= SELECTED TEXT =
:::::

For all the complaints about Hollywood’s constant mining of properties past and present, one of the best recent franchise reboots is Twentieth Century Fox’s 2011 “Rise of the Planet of the Apes,” which wowed critics and global audiences alike to the tune of $483 million worldwide.
Director Rupert Wyatt and origin story screenwriters Amanda Silver and Rick Jaffa deserve considerable credit for how well the movie turned out. Fox greenlit the movie as a prequel that could score with the “Avatar” VFX technology in which they had invested so heavily. Weta Digital’s Joe Letteri delivered incredible VFX advances, none more important than allowing actors to emote opposite one another, hugging and mugging. And Andy Serkis, who played wily lead ape Caesar in one of the great all-time motion capture performances, was able to engage with actor James Franco so that warm and fuzzy feelings bounced back and forth.
In a notable parallel to the “Twilight” and “The Hunger Games” follow-ups, Wyatt, who runs London indie film collective The Picture Farm, having proved that he can do action, character, effects, opted not to rush into the follow-up aimed for May 23 2014 release and moved on instead to direct TV movie “The Turn.”

:::::

= TASK GOAL =
Rewrite the passage about the "Planet of the Apes" reboot, starting with "Director Rupert Wyatt" and going on through "back and forth.", and substitute "film" for "movie" each time it appears.

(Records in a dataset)
:::::

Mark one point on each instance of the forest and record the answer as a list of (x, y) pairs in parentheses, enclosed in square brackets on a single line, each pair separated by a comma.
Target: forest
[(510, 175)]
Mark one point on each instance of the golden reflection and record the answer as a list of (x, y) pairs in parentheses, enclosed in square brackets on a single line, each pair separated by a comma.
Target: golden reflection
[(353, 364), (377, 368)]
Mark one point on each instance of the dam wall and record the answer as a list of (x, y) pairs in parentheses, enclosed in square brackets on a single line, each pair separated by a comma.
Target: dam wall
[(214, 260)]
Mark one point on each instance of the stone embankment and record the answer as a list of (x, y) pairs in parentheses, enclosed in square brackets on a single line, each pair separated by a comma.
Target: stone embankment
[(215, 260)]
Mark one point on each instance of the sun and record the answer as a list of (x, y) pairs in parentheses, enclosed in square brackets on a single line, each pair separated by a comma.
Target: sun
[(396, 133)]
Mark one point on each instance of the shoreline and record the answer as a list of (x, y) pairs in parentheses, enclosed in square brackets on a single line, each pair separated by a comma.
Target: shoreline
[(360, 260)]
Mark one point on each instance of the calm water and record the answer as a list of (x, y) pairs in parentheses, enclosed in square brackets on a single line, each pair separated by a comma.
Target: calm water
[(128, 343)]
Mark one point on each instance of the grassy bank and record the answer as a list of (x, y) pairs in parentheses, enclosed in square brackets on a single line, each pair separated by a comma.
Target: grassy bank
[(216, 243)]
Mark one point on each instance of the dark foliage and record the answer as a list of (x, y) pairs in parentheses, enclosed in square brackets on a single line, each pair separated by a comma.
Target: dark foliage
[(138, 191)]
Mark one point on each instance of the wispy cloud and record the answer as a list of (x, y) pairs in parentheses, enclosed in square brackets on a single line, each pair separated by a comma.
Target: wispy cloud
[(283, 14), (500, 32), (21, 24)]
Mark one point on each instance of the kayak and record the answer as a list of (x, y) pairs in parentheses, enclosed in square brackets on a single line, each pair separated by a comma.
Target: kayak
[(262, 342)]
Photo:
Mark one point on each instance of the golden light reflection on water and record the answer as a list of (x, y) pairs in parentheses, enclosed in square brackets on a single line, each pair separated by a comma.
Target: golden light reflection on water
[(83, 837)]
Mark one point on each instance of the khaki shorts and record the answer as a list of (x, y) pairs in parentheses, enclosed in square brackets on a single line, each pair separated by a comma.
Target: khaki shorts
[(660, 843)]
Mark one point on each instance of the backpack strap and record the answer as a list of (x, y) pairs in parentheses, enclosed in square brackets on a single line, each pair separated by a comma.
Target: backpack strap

:::::

= RESULT OF THIS EXERCISE =
Director Rupert Wyatt and origin story screenwriters Amanda Silver and Rick Jaffa deserve considerable credit for how well the film turned out. Fox greenlit the film as a prequel that could score with the “Avatar” VFX technology in which they had invested so heavily. Weta Digital’s Joe Letteri delivered incredible VFX advances, none more important than allowing actors to emote opposite one another, hugging and mugging. And Andy Serkis, who played wily lead ape Caesar in one of the great all-time motion capture performances, was able to engage with actor James Franco so that warm and fuzzy feelings bounced back and forth.